> Records
☆ ☆ ☆ ☆
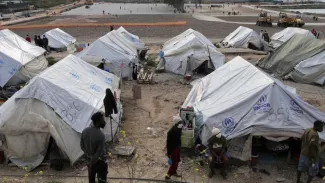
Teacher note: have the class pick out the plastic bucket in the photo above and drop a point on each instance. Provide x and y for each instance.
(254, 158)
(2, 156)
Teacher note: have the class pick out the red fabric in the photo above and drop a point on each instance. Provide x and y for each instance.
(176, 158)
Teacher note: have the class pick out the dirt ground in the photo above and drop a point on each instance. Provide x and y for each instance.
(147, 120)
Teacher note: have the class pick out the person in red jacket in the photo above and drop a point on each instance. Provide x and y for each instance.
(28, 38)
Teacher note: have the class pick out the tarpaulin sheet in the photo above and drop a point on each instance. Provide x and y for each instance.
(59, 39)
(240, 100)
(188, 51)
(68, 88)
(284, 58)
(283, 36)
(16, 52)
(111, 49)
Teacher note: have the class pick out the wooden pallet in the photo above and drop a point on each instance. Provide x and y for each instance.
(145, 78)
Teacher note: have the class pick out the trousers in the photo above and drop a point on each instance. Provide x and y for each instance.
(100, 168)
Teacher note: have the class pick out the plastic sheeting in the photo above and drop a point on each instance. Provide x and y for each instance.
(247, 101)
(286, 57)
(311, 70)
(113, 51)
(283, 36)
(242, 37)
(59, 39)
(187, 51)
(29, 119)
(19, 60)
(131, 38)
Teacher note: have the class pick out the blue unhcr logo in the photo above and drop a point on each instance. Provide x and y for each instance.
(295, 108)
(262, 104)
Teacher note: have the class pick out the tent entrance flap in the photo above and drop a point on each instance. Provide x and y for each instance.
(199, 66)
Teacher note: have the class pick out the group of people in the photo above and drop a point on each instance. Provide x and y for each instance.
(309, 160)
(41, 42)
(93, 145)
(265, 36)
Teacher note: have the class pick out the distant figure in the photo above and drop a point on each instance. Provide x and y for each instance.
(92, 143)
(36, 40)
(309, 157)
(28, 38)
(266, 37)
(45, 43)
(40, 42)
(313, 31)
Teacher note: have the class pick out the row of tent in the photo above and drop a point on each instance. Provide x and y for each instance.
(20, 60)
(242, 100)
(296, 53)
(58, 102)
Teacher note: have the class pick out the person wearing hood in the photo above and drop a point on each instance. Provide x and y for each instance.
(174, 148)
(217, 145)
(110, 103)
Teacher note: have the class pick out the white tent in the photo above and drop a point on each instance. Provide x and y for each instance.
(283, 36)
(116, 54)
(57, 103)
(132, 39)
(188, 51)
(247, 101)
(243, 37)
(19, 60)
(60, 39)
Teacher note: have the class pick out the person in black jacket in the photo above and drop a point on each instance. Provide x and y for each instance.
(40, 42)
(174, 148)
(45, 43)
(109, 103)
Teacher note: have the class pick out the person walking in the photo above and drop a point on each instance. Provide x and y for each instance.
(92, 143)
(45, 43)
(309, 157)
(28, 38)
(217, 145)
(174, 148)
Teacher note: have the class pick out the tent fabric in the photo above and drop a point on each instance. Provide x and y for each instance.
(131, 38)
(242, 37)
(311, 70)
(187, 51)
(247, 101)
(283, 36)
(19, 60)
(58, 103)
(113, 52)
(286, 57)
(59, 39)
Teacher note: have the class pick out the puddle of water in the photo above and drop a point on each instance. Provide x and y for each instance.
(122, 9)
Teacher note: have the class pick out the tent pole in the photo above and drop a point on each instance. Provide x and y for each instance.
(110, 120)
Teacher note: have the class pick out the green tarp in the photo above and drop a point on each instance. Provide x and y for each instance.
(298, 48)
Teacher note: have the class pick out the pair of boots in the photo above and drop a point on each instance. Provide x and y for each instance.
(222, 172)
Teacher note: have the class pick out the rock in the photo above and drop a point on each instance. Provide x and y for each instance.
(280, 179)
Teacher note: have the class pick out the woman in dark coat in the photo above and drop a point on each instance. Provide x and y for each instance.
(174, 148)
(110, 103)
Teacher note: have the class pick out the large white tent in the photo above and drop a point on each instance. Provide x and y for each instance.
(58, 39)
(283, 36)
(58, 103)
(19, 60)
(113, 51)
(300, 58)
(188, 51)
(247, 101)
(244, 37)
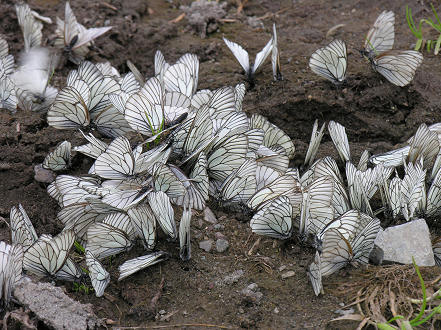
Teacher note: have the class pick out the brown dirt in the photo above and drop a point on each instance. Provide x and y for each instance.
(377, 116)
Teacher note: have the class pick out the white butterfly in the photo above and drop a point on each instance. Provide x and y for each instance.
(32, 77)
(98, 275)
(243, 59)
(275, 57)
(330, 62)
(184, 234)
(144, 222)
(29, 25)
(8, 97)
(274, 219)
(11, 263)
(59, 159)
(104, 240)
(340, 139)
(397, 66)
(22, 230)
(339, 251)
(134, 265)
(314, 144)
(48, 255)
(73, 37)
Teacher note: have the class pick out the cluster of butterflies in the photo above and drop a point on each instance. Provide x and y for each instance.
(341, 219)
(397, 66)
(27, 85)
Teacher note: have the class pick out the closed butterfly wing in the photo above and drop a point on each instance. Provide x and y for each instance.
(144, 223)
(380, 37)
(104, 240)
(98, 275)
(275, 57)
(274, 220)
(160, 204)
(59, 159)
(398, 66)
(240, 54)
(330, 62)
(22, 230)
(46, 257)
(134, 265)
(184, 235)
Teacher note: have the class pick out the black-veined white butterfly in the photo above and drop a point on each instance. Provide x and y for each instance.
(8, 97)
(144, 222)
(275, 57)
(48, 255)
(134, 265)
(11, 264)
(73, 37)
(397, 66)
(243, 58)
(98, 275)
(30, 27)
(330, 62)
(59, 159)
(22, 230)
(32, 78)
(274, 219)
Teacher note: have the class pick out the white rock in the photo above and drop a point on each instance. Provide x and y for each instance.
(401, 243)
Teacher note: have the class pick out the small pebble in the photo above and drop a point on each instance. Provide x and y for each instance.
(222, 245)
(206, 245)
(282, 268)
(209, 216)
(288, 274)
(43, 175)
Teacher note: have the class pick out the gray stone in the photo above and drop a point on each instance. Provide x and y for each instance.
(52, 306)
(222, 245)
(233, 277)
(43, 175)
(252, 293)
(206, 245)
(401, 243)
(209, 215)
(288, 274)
☆ ☆ ☆ ☆
Output every line of the records above as a JSON list of strings, one string per line. Skip blank lines and leave the pictures out.

[
  "Teacher note: have the class pick out the plastic bucket in the photo above and drop a point on each instance. Provide x and y for each instance.",
  "(254, 158)",
  "(2, 156)",
  "Teacher note: have the class pick out the red fabric in the photo above and drop a point on each instance. Provide x and y for each instance.",
  "(176, 158)",
  "Teacher note: have the class pick out the dirt ground in the photo above and drop a point on each instance. Provide x and y for each instance.",
  "(147, 120)",
  "Teacher note: have the class pick out the person in red jacket in the photo above and drop a point on each instance. Provide x and y for each instance.",
  "(28, 38)",
  "Teacher note: have the class pick out the tarpaulin sheet in the photo above and drop a point on each instance. Provide x and y for each instance.",
  "(59, 39)",
  "(240, 100)",
  "(188, 51)",
  "(68, 88)",
  "(284, 58)",
  "(283, 36)",
  "(16, 52)",
  "(111, 49)",
  "Teacher note: have the class pick out the wooden pallet in the photo above and drop a point on each instance. Provide x and y for each instance.",
  "(145, 78)",
  "Teacher note: have the class pick out the trousers in the photo above and drop a point on each instance. Provide x and y for each instance.",
  "(100, 168)",
  "Teacher note: have the class pick out the plastic sheeting in the photo above and drop a point on each instance. Provide x and y for each instance.",
  "(247, 101)",
  "(286, 57)",
  "(311, 70)",
  "(113, 51)",
  "(283, 36)",
  "(242, 37)",
  "(59, 39)",
  "(187, 51)",
  "(29, 119)",
  "(19, 60)",
  "(131, 38)",
  "Teacher note: have the class pick out the blue unhcr logo in the photo above and drop a point on each instance. Provide x and y for each instance.",
  "(295, 108)",
  "(262, 104)",
  "Teacher note: have the class pick out the tent entrance flap in the photo above and drop a point on each instance. Provide x and y for each instance.",
  "(199, 66)",
  "Teacher note: have the class pick out the group of people in the photo above and drop a point on each instance. Provide x and y for each instance.",
  "(309, 160)",
  "(41, 42)",
  "(93, 145)",
  "(265, 36)",
  "Teacher note: have the class pick out the distant figure in the photo above and drop a point on each instance. Provide x and y for each instance.",
  "(92, 143)",
  "(36, 40)",
  "(309, 157)",
  "(28, 38)",
  "(266, 37)",
  "(45, 43)",
  "(40, 42)",
  "(313, 31)",
  "Teacher note: have the class pick out the row of tent in the photo above and drop a point on each instance. Provide x and y for each instance.",
  "(20, 60)",
  "(242, 100)",
  "(296, 53)",
  "(58, 102)",
  "Teacher note: have the class pick out the person wearing hood in the photo above and drop a point on each instance. Provide x and y for each instance.",
  "(174, 148)",
  "(217, 145)",
  "(110, 103)",
  "Teacher note: have the class pick out the white tent in the photo above and drop a point on each instance. Provide x and y for each instance.",
  "(283, 36)",
  "(116, 54)",
  "(57, 103)",
  "(132, 39)",
  "(188, 51)",
  "(247, 101)",
  "(243, 37)",
  "(19, 60)",
  "(60, 39)",
  "Teacher note: have the class pick out the person in black jacket in the photo above and drop a point on each instance. Provide x and y for each instance.",
  "(40, 42)",
  "(174, 148)",
  "(45, 43)",
  "(109, 103)",
  "Teacher note: have the class pick out the person walking in the photo above and drop a point on each instance. Provide x and y for each instance.",
  "(92, 143)",
  "(45, 43)",
  "(309, 157)",
  "(28, 38)",
  "(217, 145)",
  "(174, 148)",
  "Teacher note: have the class pick out the tent fabric in the photo above and drop a point on each instance. Provide x and y for each instance.",
  "(131, 38)",
  "(242, 37)",
  "(311, 70)",
  "(187, 51)",
  "(247, 101)",
  "(283, 36)",
  "(19, 60)",
  "(58, 103)",
  "(113, 52)",
  "(286, 57)",
  "(59, 39)",
  "Teacher note: have the class pick out the puddle of water in the photo above and drop a point on each instance. Provide x and y for each instance.",
  "(122, 9)",
  "Teacher note: have the class pick out the tent pole in the photo above and drop a point on each instance. Provide x and y for each instance.",
  "(110, 120)",
  "Teacher note: have the class pick out the green tarp in the photo above and drop a point on each instance. Provide x and y for each instance.",
  "(298, 48)",
  "Teacher note: have the class pick out the pair of boots in the photo above and drop a point on each instance. Provide x and y for each instance.",
  "(222, 172)",
  "Teacher note: have the class pick out the rock in the photo above and drop a point on each instance. Provide x and y for each instance.",
  "(280, 179)",
  "Teacher note: have the class pick out the woman in dark coat in the photo above and drop a point on each instance. Provide x and y for each instance.",
  "(174, 148)",
  "(110, 103)",
  "Teacher note: have the class pick out the large white tent in the photo above and drop a point on each instance. Provide x and y for each instance.",
  "(58, 39)",
  "(283, 36)",
  "(58, 103)",
  "(19, 60)",
  "(113, 51)",
  "(300, 58)",
  "(188, 51)",
  "(247, 101)",
  "(244, 37)",
  "Teacher note: have the class pick out the brown dirt in the photo above and drop a point on each instance. Provide x and y for each instance.",
  "(377, 116)",
  "Teacher note: have the class pick out the white butterfly in the photo above and drop a point on each instance. Provide x and y for each instance.",
  "(32, 77)",
  "(98, 275)",
  "(243, 59)",
  "(275, 57)",
  "(330, 62)",
  "(184, 234)",
  "(144, 222)",
  "(29, 25)",
  "(8, 97)",
  "(274, 219)",
  "(11, 263)",
  "(59, 159)",
  "(104, 240)",
  "(340, 139)",
  "(397, 66)",
  "(22, 230)",
  "(339, 251)",
  "(134, 265)",
  "(314, 144)",
  "(48, 255)",
  "(73, 37)",
  "Teacher note: have the class pick out the cluster of butterflies in the photo above and drop a point on each instance. Provide x and y for each instance.",
  "(341, 219)",
  "(397, 66)",
  "(27, 85)",
  "Teacher note: have the class pick out the closed butterfly wing in the photo above and drop a point on each instance. Provide x and y for each instance.",
  "(144, 223)",
  "(380, 37)",
  "(104, 240)",
  "(98, 275)",
  "(275, 57)",
  "(274, 220)",
  "(160, 204)",
  "(59, 159)",
  "(398, 66)",
  "(240, 54)",
  "(330, 62)",
  "(22, 230)",
  "(46, 257)",
  "(134, 265)",
  "(184, 235)",
  "Teacher note: have the class pick out the black-veined white butterfly in the photo above and drop a point on each instance. Provide x and y for each instance.",
  "(8, 97)",
  "(144, 222)",
  "(275, 57)",
  "(48, 255)",
  "(134, 265)",
  "(11, 264)",
  "(73, 37)",
  "(397, 66)",
  "(243, 58)",
  "(98, 275)",
  "(30, 27)",
  "(330, 62)",
  "(59, 159)",
  "(22, 230)",
  "(32, 78)",
  "(274, 219)",
  "Teacher note: have the class pick out the white rock in the photo above and drop a point on each instance. Provide x and y for each instance.",
  "(401, 243)",
  "Teacher note: have the class pick out the small pebble in the photo above and drop a point on each instance. Provide x and y for each instance.",
  "(222, 245)",
  "(206, 245)",
  "(282, 268)",
  "(209, 216)",
  "(288, 274)",
  "(43, 175)",
  "Teacher note: have the class pick out the gray stone in the photo above and drop a point on each instance. Provide x and y for each instance.",
  "(52, 306)",
  "(222, 245)",
  "(233, 277)",
  "(43, 175)",
  "(252, 293)",
  "(206, 245)",
  "(401, 243)",
  "(209, 215)",
  "(288, 274)"
]